━━ BRANO DA LEGGERE ━━

Con riferimento al rapporto ed all’articolo sulla crescente diffusione del P2P e sulla veicolazione di contenuti coperti da copyright e royalty, mi permetto di presentare un’interpretazione della situazione che mi pare sfugga ai più.
Stiamo vivendo un periodo di transizione: si parte da un tempo in cui la royalty era legata al supporto (disco in vinile), ed alla sua distribuzione; in tali tempi supporto e distribuzione avevano dei reali costi per unità che dovevano essere sostenuti. Anche la selezione dei contenuti aveva un costo: soltanto i migliori (o presunti tali) potevano accedere alla pubblicazione delle proprie opere. Altrettanto vale per libri ed altri materiali.
Oggi viviamo in un tempo in cui non esiste più pre-selezione: tutti possono pubblicare, sia per assenza di selezione preventiva, sia per la sostanziale economicità dell’operazione: la selezione è fatta a posteriori dal mercato.
Ma la colossale differenza sta nella distribuzione dei contenuti: oggi la veicolazione dei contenuti non avviene più trasferendo un disco in vinile su una audiocassetta, o fotocopiando un libro, né tampoco recandosi in negozi e librerie.
Oggi è tutto accessibile via Internet, comperando legalmente con carta di credito, o condividendo file.
L’altro aspetto fondamentale è che, mentre un tempo i costi di distribuzione dovevano essere sostenuti in prima battuta dall’editore (anticipando soldi per la masterizzazione, correzione di bozze, pubblicazione, distribuzione, etc.), oggi i costi sono sostenuti direttamente dall’utente finale, che paga il canone ADSL, la telefonata (se dial-up), il costo del CD, del masterizzatore, della stampante, del toner, della carta.
In tutto ciò è rimasta una costante scandalosa: il costo dell’opera da acquistare, che non è stato decurtato di tutti i costi sopra elencati.
Di fatto, ciò che sta succedendo è uno scollamento tra un mercato che si rende sempre più conto (anche inconsciamente) di sostenere costi che un tempo non c’erano, e gli editori, che hanno scoperto quanto sia bello guadagnare per il fatto che i costi vengono implicitamente assunti da altri.
In tutto questo marasma chi ci guadagna sono gli avvocati, impegnati a dirimere questioni di dimensioni ormai planetarie, che coinvolgono pesantemente anche la libertà personale, per quanto concerne la privacy ed il monitoraggio del proprio traffico su Internet.

━━━
━━ RIGHE ARCHIVIATE ━━

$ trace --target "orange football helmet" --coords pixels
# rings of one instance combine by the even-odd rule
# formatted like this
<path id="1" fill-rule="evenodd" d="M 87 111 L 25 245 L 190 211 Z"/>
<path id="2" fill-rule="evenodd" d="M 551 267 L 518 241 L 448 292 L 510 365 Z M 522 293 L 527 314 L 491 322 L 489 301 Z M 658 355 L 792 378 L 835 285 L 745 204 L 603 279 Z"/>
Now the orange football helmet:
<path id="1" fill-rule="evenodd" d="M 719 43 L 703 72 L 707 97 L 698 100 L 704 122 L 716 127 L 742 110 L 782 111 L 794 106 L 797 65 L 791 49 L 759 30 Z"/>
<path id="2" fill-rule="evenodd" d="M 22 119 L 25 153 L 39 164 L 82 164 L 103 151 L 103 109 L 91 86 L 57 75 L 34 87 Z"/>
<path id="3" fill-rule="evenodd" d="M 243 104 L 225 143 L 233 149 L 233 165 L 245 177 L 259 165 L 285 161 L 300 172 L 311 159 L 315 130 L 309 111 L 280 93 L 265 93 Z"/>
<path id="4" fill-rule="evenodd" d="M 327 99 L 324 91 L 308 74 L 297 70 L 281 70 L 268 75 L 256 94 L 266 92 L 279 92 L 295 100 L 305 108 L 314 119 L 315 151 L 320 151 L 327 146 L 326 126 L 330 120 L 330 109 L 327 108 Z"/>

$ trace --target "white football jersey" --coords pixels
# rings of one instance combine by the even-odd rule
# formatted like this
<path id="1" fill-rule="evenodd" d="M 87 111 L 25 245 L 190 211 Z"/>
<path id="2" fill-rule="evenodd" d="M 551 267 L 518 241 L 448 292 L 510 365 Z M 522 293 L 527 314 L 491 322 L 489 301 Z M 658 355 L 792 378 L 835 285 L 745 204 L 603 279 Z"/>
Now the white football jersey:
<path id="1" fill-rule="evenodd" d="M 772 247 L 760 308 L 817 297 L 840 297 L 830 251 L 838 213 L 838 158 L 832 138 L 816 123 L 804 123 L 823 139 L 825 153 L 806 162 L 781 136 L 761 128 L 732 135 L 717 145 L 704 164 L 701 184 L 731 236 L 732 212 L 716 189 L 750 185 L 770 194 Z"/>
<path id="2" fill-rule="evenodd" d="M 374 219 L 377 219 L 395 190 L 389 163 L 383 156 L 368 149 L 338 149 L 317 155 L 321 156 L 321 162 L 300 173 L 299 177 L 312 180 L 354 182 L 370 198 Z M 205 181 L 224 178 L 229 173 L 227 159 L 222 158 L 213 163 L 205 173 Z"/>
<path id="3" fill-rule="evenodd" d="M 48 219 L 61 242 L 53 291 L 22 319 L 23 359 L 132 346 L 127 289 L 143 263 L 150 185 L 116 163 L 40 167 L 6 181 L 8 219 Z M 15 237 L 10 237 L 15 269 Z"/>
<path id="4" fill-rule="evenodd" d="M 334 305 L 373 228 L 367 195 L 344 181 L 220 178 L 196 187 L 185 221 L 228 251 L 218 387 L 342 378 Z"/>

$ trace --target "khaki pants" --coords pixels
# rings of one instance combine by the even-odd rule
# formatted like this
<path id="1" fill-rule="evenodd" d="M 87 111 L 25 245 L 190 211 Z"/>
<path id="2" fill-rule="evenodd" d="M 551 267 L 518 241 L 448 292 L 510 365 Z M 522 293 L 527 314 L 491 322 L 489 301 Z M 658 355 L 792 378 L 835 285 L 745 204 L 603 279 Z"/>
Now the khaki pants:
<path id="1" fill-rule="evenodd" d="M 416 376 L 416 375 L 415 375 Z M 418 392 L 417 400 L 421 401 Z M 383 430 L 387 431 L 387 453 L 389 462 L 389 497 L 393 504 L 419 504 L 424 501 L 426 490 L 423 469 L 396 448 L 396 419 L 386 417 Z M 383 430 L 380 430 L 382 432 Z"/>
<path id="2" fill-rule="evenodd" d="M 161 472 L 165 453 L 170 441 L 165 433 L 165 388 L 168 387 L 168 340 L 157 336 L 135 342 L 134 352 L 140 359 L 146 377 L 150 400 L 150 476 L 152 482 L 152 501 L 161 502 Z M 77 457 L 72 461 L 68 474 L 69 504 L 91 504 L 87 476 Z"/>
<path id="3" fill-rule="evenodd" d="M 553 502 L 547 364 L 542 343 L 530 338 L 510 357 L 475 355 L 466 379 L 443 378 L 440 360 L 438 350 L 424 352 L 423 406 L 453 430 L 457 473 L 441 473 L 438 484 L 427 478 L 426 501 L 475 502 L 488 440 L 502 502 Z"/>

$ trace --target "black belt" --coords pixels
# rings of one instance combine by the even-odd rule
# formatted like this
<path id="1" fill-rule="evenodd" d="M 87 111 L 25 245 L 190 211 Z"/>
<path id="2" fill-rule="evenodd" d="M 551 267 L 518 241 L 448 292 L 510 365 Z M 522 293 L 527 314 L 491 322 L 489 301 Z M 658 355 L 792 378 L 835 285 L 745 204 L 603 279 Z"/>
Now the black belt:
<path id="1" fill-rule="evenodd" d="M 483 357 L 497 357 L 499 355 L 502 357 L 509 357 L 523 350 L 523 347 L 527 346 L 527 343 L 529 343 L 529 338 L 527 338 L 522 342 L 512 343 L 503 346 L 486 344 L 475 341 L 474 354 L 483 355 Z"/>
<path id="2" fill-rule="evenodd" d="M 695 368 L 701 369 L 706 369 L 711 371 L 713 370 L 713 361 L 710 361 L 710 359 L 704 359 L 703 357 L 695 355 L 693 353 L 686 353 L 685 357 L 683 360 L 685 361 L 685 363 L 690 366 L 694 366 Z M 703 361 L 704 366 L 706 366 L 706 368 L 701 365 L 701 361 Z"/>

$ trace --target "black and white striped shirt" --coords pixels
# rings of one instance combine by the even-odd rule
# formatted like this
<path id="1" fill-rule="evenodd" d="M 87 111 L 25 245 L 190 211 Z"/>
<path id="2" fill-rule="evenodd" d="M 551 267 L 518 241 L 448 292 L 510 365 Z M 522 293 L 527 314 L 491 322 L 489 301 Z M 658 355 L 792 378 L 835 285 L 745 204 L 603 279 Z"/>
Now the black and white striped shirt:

━━━

### CONSEGNE
1. Quali costi sostiene oggi direttamente l'utente finale, secondo il brano sul P2P e il diritto d'autore? Elencali tutti.
2. Prosegui il brano sul P2P e il diritto d'autore dopo la frase che conclude il testo.

### RISPOSTE PUNTO PER PUNTO
1.
- il canone ADSL
- la telefonata (se dial-up)
- il costo del CD
- il costo del masterizzatore
- il costo della stampante
- il costo del toner
- il costo della carta

2.
Un’ulteriore considerazione, che credo sia fondamentale per le considerazioni che seguono: assumendo che in media ogni individuo dedichi circa un terzo della propria giornata al sonno, ed un’altro terzo al lavoro o allo studio, restano al massimo (e mi paiono proprio tante!) circa 8 ore al giorno in cui è possibile consumare contenuti (audio, video, libri, etc.).
Aggiungo che parte di questi contenuti possono non essere coperti da diritti, o i diritti possono essere già stati preventivamente acquisiti. In sintesi:
– Il consumatore sostiene sempre più direttamente i costi legati alla produzione ed alla fruizione dei contenuti
– esiste un limite fisico alla possibilità di una persona di fruire dei suddetti contenuti
– vengono unilateralmente calcolati diritti economici legati ai contenuti
– esistono esigenze sentite dal popolo di libertà sia nell’utilizzo di tecnologie, sia di scambio di informazioni
(questo può anche significare anche soltanto un accordo di un brano musicale, un paragrafo di un testo, o una scena di un film)
Ad oggi, chiunque scarichi illegalmente anche soltanto una parte di un contenuto coperto da diritti commette un reato, e quindi può trovarsi la Polizia Postale o la Guardia di Finanza in casa, vedersi requisire tutto, ed essere sottoposto ad un processo, come il peggior delinquente.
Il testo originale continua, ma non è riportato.